------ DATASET EXTRACT

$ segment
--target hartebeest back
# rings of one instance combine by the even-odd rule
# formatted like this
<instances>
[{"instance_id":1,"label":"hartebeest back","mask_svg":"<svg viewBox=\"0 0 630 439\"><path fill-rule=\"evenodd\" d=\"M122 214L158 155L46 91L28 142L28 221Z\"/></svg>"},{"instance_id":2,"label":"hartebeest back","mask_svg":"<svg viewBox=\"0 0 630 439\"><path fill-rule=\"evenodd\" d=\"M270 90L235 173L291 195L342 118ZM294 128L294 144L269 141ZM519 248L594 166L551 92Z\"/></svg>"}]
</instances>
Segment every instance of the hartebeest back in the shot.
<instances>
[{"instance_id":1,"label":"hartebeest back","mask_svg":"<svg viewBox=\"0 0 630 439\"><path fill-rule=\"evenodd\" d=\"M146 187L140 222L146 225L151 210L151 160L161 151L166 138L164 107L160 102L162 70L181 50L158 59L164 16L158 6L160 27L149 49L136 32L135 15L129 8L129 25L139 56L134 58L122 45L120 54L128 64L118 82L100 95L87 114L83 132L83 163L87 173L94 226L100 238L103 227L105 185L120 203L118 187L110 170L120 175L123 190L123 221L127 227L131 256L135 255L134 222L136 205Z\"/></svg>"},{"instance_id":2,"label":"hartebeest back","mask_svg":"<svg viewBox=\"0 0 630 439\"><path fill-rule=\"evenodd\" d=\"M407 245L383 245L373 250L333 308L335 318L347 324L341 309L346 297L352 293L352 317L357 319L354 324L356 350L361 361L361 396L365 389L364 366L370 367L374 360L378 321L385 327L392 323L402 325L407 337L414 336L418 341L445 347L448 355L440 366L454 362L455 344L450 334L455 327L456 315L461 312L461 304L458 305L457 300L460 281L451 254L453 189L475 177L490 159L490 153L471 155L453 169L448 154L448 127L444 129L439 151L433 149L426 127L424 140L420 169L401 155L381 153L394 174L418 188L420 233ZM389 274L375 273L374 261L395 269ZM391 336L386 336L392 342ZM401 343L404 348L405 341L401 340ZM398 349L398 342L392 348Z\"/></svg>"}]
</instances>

------------

= TASK STATEMENT =
The whole of the data is to be copied out word for word.

= SOLUTION =
$ segment
--target hartebeest back
# rings of one instance combine by the even-odd rule
# formatted like this
<instances>
[{"instance_id":1,"label":"hartebeest back","mask_svg":"<svg viewBox=\"0 0 630 439\"><path fill-rule=\"evenodd\" d=\"M122 214L158 155L46 91L28 142L28 221Z\"/></svg>"},{"instance_id":2,"label":"hartebeest back","mask_svg":"<svg viewBox=\"0 0 630 439\"><path fill-rule=\"evenodd\" d=\"M270 90L235 173L291 195L342 118ZM294 128L294 144L269 141ZM519 248L594 166L551 92Z\"/></svg>"}]
</instances>
Segment every instance of the hartebeest back in the shot.
<instances>
[{"instance_id":1,"label":"hartebeest back","mask_svg":"<svg viewBox=\"0 0 630 439\"><path fill-rule=\"evenodd\" d=\"M146 187L140 222L146 225L151 210L151 160L161 151L166 138L164 107L160 102L162 70L181 50L158 59L164 16L158 6L160 27L149 49L136 32L135 15L129 8L129 25L139 56L134 58L122 45L120 54L128 64L118 82L100 95L87 114L83 132L83 163L87 173L94 226L100 238L103 227L105 185L120 203L118 187L110 170L120 175L123 190L123 221L127 227L131 256L135 255L134 222L136 205Z\"/></svg>"},{"instance_id":2,"label":"hartebeest back","mask_svg":"<svg viewBox=\"0 0 630 439\"><path fill-rule=\"evenodd\" d=\"M407 245L383 245L373 250L333 308L335 318L347 324L341 309L346 297L352 293L352 317L357 319L354 324L356 350L361 361L361 396L365 389L364 366L370 367L374 360L378 321L385 327L392 323L402 325L407 337L414 336L418 341L445 347L448 355L440 366L454 362L455 344L450 334L455 327L456 315L461 312L461 304L458 305L457 300L460 281L451 254L453 189L475 177L490 159L490 153L471 155L453 169L448 154L448 127L444 129L439 151L433 149L426 127L424 140L420 169L401 155L381 153L394 174L418 188L420 233ZM389 274L375 273L374 261L395 269ZM391 336L386 336L392 342ZM401 343L404 348L405 341L401 340ZM398 349L398 342L392 348Z\"/></svg>"}]
</instances>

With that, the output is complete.